* [TASK DETAILS] Whenever a line contains "mirror", include it in the count; reply with the number of such lines in the data and nothing else.

* [DATA IN THIS EXERCISE]
/---
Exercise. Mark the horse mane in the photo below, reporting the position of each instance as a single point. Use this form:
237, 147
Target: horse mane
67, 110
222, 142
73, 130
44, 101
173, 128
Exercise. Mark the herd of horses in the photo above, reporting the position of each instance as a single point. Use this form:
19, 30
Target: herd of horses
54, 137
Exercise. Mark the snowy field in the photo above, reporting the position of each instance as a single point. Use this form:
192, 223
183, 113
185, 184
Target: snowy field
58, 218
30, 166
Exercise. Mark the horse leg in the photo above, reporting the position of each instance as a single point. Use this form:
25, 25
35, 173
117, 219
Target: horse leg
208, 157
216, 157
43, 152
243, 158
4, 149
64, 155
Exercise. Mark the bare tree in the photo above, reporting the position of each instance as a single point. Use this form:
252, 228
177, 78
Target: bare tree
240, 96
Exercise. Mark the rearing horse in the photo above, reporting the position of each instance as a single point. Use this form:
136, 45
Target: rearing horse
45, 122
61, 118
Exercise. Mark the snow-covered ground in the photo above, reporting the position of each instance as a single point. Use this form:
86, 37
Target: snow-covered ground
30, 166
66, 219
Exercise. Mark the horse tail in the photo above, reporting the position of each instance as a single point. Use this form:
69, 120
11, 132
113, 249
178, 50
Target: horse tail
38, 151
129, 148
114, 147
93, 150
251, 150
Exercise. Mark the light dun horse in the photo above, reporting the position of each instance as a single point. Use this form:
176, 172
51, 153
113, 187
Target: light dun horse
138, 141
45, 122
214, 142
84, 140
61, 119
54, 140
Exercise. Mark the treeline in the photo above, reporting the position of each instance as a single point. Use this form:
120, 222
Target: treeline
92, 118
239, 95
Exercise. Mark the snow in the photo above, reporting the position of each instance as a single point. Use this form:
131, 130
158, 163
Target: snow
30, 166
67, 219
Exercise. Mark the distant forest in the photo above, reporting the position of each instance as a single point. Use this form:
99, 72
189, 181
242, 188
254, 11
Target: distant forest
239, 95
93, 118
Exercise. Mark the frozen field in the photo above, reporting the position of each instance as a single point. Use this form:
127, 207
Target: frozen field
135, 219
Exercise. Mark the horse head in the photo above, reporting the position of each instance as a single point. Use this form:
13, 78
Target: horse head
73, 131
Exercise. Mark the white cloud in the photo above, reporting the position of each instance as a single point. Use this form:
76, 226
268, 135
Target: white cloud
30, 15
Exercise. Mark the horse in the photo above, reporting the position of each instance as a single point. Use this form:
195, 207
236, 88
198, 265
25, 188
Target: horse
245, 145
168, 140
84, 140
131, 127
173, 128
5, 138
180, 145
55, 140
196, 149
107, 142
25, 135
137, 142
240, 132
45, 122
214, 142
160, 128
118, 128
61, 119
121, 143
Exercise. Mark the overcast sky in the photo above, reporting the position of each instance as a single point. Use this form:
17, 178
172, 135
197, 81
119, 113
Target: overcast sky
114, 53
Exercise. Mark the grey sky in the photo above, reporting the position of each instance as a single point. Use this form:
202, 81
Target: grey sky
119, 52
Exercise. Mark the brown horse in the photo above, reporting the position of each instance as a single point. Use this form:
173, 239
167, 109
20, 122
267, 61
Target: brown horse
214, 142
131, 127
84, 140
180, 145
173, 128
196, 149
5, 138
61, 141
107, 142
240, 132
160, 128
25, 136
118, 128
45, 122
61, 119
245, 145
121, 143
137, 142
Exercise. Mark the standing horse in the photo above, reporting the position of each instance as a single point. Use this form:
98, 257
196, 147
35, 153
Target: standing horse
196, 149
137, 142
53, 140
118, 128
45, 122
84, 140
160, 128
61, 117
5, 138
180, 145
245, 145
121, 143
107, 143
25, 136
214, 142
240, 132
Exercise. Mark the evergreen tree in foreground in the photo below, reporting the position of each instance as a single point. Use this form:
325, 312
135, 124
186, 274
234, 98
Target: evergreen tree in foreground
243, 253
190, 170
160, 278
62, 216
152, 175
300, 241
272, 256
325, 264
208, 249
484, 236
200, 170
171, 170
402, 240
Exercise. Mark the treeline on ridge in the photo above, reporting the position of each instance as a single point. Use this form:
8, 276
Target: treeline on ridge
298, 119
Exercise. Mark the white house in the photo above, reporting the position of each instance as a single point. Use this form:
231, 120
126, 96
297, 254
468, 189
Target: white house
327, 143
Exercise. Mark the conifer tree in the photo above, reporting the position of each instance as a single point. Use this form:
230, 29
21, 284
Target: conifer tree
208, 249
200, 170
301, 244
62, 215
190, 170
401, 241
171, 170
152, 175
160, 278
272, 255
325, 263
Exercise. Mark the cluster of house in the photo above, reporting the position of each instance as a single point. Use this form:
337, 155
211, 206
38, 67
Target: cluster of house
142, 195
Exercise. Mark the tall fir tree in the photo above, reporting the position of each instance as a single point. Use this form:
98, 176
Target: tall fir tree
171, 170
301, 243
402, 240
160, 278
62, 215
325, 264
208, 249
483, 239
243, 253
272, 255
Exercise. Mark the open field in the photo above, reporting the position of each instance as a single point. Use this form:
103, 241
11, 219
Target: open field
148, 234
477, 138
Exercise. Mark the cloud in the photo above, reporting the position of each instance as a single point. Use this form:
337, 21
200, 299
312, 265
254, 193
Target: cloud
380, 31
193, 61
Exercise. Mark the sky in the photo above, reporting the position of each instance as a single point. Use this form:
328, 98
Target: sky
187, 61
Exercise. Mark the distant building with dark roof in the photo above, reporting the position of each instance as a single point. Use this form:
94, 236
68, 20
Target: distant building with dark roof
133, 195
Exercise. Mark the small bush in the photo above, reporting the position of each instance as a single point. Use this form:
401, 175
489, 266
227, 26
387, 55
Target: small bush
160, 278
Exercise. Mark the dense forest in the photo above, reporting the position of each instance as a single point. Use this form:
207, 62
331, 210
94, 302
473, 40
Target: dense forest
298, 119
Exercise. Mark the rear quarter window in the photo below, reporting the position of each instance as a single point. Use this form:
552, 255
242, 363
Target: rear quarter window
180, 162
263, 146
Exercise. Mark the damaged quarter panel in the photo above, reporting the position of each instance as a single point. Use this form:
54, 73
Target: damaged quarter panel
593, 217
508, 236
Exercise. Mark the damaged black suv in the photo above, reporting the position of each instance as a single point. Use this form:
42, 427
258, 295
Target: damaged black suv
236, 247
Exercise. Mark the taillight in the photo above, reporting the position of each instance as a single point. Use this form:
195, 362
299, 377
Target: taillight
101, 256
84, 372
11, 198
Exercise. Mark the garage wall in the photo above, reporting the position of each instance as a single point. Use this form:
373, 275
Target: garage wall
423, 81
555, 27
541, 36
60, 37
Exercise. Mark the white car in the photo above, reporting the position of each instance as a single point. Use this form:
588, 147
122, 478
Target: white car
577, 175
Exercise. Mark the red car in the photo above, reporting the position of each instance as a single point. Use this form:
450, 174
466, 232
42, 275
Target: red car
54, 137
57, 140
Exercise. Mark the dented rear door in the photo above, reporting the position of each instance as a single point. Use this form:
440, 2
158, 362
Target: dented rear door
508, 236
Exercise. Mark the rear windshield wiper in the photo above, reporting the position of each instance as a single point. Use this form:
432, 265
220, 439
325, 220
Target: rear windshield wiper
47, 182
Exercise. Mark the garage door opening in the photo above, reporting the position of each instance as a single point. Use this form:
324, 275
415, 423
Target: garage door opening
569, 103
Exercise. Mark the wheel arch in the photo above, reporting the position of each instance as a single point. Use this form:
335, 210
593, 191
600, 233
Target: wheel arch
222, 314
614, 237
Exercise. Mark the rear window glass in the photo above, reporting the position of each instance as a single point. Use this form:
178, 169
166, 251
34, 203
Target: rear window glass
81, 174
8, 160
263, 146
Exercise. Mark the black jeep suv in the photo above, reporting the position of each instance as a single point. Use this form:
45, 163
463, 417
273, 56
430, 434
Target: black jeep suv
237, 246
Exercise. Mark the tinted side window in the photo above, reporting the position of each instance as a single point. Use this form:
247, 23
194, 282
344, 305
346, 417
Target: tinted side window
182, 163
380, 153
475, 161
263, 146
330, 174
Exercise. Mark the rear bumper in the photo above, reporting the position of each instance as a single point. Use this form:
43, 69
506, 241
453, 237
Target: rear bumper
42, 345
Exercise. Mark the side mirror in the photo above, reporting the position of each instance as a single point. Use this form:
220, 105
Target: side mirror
\---
* [ANSWER FOR THE TASK] 2